_What to work on_:
• 1. In the solar cell-supercapacitor article, rewrite the part that opens with the words containing "First, they built" and closes with "efficiency to 13.39%.", swapping "silver" for "gold".
• 2. Check each statement against the solar cell-supercapacitor article, answering yes or no and quoting the words that settle it: (a) The rear contact was a layer of aluminium. (b) The silicon nanowires measured about 360nm across. (c) The process used to smooth the nanowire surface ran at high temperature.

Solar cell-supercap hybrid yields record storage efficiency
The researchers detailed their approach in a paper titled “Silicon Nanowire/Polymer Hybrid Solar Cell-Supercapacitor: A Self-Charging Power Unit with a Total Efficiency of 10.5%” published in Nano Letters.
First, they built a hybrid silicon nanowire/polymer heterojunction solar cell consisting of highly-ordered vertically aligned Si nanowires (about 250nm in diameter at an approximate pitch of 360nm in a hexagonal array) spin-coated with highly conductive PEDOT:PSS and later covered with a 200nm-thick silver finger grid as the front electrode while a 200nm-thick layer of aluminium served as a rear contact.
One thing the researchers documented was the use of a low-temperature, chemical solution process to reduce the nanowire surface roughness, suppressing the charge recombination at the SiNW/polymer interface and enhancing the solar cell’s power conversion efficiency to 13.39%.

_Material_:
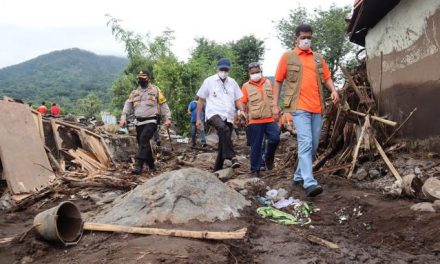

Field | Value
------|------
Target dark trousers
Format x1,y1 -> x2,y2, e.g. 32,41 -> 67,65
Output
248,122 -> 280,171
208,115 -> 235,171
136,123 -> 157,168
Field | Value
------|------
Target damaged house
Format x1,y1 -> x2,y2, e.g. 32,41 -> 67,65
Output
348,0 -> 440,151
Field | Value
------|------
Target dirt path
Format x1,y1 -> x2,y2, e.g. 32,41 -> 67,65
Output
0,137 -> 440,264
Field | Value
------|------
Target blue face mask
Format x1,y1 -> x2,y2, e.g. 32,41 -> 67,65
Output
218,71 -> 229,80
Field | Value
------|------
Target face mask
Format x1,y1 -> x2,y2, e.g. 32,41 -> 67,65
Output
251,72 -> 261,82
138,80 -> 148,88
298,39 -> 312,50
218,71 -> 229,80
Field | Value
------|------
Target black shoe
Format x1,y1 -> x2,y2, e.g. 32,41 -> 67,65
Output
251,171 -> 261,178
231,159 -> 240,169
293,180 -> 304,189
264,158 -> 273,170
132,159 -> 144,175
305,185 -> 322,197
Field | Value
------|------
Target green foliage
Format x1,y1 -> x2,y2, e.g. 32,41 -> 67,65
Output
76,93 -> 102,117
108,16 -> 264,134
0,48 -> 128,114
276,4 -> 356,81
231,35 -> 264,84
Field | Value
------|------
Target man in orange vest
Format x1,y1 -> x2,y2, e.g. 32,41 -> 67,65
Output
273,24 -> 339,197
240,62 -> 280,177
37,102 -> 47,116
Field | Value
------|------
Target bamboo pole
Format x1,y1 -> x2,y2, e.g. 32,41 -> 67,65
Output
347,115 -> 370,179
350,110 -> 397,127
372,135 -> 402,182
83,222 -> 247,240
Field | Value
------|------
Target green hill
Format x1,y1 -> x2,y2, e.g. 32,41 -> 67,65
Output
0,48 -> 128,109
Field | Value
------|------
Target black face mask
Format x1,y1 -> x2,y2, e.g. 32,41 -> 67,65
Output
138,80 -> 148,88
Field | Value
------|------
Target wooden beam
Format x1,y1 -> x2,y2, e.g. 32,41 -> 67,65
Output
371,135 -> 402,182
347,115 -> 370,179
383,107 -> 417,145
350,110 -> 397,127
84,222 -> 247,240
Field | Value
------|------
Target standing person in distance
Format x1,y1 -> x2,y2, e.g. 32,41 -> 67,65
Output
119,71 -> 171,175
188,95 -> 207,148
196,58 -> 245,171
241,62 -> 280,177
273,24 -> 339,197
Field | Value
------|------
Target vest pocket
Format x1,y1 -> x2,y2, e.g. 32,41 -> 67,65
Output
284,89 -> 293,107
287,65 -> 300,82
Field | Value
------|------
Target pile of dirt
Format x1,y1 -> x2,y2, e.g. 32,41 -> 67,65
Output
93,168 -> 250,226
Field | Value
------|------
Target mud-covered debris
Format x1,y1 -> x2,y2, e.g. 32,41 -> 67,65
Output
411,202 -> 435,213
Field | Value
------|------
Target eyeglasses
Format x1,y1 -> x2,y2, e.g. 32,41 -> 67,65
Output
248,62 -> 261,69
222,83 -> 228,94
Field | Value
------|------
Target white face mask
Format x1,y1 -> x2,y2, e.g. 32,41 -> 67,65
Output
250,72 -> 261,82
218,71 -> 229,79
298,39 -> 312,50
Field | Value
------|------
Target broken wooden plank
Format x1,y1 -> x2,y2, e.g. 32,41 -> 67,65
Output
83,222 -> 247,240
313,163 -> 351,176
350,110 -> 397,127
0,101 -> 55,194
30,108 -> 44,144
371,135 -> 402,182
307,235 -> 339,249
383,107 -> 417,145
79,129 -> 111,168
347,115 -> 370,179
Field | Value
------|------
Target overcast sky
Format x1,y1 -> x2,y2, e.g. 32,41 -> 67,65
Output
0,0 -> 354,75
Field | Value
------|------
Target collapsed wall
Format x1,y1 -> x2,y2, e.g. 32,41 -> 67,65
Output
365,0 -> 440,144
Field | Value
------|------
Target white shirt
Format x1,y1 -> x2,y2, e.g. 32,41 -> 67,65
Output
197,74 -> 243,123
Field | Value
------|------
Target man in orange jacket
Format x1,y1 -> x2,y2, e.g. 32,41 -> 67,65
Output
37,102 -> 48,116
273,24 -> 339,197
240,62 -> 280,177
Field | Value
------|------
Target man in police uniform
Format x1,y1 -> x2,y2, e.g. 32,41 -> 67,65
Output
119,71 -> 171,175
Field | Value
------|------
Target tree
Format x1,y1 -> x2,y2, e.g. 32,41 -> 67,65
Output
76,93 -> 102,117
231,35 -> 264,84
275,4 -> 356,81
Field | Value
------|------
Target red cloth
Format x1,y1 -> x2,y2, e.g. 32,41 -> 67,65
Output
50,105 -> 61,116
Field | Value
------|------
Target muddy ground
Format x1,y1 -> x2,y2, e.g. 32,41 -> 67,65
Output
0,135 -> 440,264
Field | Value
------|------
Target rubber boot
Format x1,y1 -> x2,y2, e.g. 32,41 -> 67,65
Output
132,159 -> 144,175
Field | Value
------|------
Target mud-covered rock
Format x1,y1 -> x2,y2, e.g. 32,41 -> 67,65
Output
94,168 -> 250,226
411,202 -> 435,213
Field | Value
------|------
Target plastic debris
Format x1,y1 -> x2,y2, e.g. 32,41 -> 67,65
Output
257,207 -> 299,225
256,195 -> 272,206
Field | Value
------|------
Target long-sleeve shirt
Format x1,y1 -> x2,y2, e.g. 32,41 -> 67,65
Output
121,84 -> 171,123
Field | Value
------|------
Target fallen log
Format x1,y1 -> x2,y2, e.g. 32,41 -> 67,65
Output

_Responses by task_:
• 1.
First, they built a hybrid silicon nanowire/polymer heterojunction solar cell consisting of highly-ordered vertically aligned Si nanowires (about 250nm in diameter at an approximate pitch of 360nm in a hexagonal array) spin-coated with highly conductive PEDOT:PSS and later covered with a 200nm-thick gold finger grid as the front electrode while a 200nm-thick layer of aluminium served as a rear contact.
One thing the researchers documented was the use of a low-temperature, chemical solution process to reduce the nanowire surface roughness, suppressing the charge recombination at the SiNW/polymer interface and enhancing the solar cell’s power conversion efficiency to 13.39%.

• 2.
(a) Yes: "a 200nm-thick layer of aluminium served as a rear contact"
(b) No: "about 250nm in diameter at an approximate pitch of 360nm"
(c) No: "a low-temperature, chemical solution process to reduce the nanowire surface roughness"